| GIVEN TASK 1 |
Rewrite the records from the line containing "black tarmac surface -> point" through the end of the records, replacing "car's" with "vehicle's" and leaving everything else as it is.

| EXCERPTED PASSAGE |
================================

The Middle East will be waking up to a new day. Let’s hope the ever-looming catastrophes can be avoided and a new sense of realism prevail. Militarism and US hegemonism were, after all, what brought the US and Iraq to the present parlous situation in Iraq.

16 thoughts on “America’s Iraq policy after the elections”

  1. “But who can help it? My answer is, basically, these three parties, in this order: Iran, the UN, and Iraq’s other neighbors”
    Helena, aren’t you leaving somebody out? Let’s not forget who actually defeated the US military in Iraq. It wasn’t Iran. It certainly wasn’t the UN. It wasn’t Iraq’s other neighbors. It wasn’t Al Qaeda. It was basically the combat hardened officer corps of Saddam’s former army – mosly Sunni Muslim native sons of central Iraq. They are the ones who kicked our ass, and they are the key to saving what remains of “the greatest military force the world has ever known.”

  2. Let’s hope that this new situation translates into more multilateralism and does not open up for the antiquated and potentially disastrous partition policies which Biden et al. have been toying with. Surely it would be ironic if the elections results are interpreted as a mandate for employing neo-imperial tactics in the Middle East.

  3. What you explain is the policy this administration should have been pursuing three years ago. Cheney, Rumsfeld, and their merry band of neo-cons bear the blame for delaying it.

================================

| DATA FOR THIS TASK |
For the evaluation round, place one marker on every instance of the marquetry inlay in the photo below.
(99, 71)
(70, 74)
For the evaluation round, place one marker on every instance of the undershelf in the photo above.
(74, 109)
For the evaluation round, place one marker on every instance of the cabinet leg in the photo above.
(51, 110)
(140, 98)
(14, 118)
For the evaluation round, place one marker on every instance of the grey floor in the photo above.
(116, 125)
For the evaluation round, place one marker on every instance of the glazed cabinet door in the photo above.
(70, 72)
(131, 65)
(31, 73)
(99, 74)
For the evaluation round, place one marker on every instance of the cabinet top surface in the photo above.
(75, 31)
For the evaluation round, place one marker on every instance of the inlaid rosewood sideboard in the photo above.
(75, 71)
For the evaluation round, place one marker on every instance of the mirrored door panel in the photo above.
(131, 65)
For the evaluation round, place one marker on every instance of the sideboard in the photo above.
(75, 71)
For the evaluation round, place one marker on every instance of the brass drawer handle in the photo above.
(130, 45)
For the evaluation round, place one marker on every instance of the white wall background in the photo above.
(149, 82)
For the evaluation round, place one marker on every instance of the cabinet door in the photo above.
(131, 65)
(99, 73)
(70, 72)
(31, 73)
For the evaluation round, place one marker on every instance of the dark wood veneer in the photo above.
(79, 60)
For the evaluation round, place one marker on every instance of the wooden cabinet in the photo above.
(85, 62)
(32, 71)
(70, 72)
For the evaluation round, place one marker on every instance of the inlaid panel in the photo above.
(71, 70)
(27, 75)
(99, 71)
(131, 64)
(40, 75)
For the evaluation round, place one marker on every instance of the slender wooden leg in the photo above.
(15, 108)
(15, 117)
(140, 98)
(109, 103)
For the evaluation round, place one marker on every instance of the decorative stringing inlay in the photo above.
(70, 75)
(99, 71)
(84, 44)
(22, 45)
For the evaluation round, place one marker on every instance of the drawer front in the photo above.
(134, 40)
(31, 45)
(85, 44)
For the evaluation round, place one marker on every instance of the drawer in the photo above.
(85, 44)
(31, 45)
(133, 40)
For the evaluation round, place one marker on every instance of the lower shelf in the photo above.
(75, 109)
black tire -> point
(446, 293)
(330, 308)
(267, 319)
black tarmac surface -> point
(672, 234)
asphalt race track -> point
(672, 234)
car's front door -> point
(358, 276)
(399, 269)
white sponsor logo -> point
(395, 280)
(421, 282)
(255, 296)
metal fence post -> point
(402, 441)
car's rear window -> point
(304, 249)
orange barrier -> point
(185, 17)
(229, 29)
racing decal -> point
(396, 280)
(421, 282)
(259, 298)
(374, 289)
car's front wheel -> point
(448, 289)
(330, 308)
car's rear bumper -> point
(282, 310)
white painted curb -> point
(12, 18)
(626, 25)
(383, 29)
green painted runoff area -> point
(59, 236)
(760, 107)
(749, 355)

================================

| GIVEN TASK 2 |
Pick up the comment thread on America's Iraq policy after the elections right after its final sentence and carry it forward.

| WRITTEN ANSWER 1 |
black tarmac surface -> point
(672, 234)
asphalt race track -> point
(672, 234)
vehicle's front door -> point
(358, 276)
(399, 269)
white sponsor logo -> point
(395, 280)
(421, 282)
(255, 296)
metal fence post -> point
(402, 441)
vehicle's rear window -> point
(304, 249)
orange barrier -> point
(185, 17)
(229, 29)
racing decal -> point
(396, 280)
(421, 282)
(259, 298)
(374, 289)
vehicle's front wheel -> point
(448, 289)
(330, 308)
vehicle's rear bumper -> point
(282, 310)
white painted curb -> point
(12, 18)
(626, 25)
(383, 29)
green painted runoff area -> point
(59, 236)
(760, 107)
(749, 355)

| WRITTEN ANSWER 2 |
    Unfortunately I think it is too late for this plan to have any reasonable chance of success. When you consider all the competing pressures in Iraq today, and the ever-wider circle of revenge killings, the situation on the ground gives new meaning to the phrase “…all the king’s horses and all the king’s men, could not put Humpty together again.”
    By all means Iraq must remain a united country. Any partition plan will simply mean a continuation of fighting for decades to come. But the process of patching up Humpty is not going to be a pretty sight. And more than likely the US will still end up retreating under fire.
    Here’s hoping Jim Baker and Lee Hamilton can keep a lid on the meddling of AIPAC’s policy advisors. Maybe the best thing to come out of the Iraq fiasco is that Washington acquired greater capability of looking the Israel lobby in the face and resisting the urge to blink.
    The wild card in Iraq will remain Israel’s linkage to Kurdish interests, given the fact that America pledged to provide the Kurds a safe haven.

  4. Good points, one and all. Thanks. John C., I agree that the “native sons of central (and western) Iraq” need to be constructively engaged in fashioning the working Iraqi governance structure that will permit the non-debacular US withdrawal. (As do, of course, all the other Iraqi factions.) The project to do this is linked to the project to engage the (Sunni Arab) members of the neighbors’ “contact group”– especially given the fact that the native sons have a broad hinterland of safe havens and supporters in the Gulf states and elsewhere. It is also linked to the project to start a meaningful Arab-Israeli peace effort…
    None of this will be easy. But a “realist” (as opposed to ideological) US policy toward Iraq can expect the active support of nearly all the other major actors in the world system. Only Israel can be expected to stand– and quite possibly, very strongly indeed– against it.
    That (along with, of course, the need to end the suffering of the Iraqi peole and of US soldiers as quickly as possible) is a very strong reason why Baker and Hamilton should get their good, realist project underway as soon as possible– before Biden and other newly empowered congressional Democrats, including strong Israeli allies such as Tom Lantos, etc. can organize too much of a pro-Israeli (or Kurdocentric) pushback against it.

  5. * Iran, because it is, actually, the newly emerging hegemonic power inside Iraq.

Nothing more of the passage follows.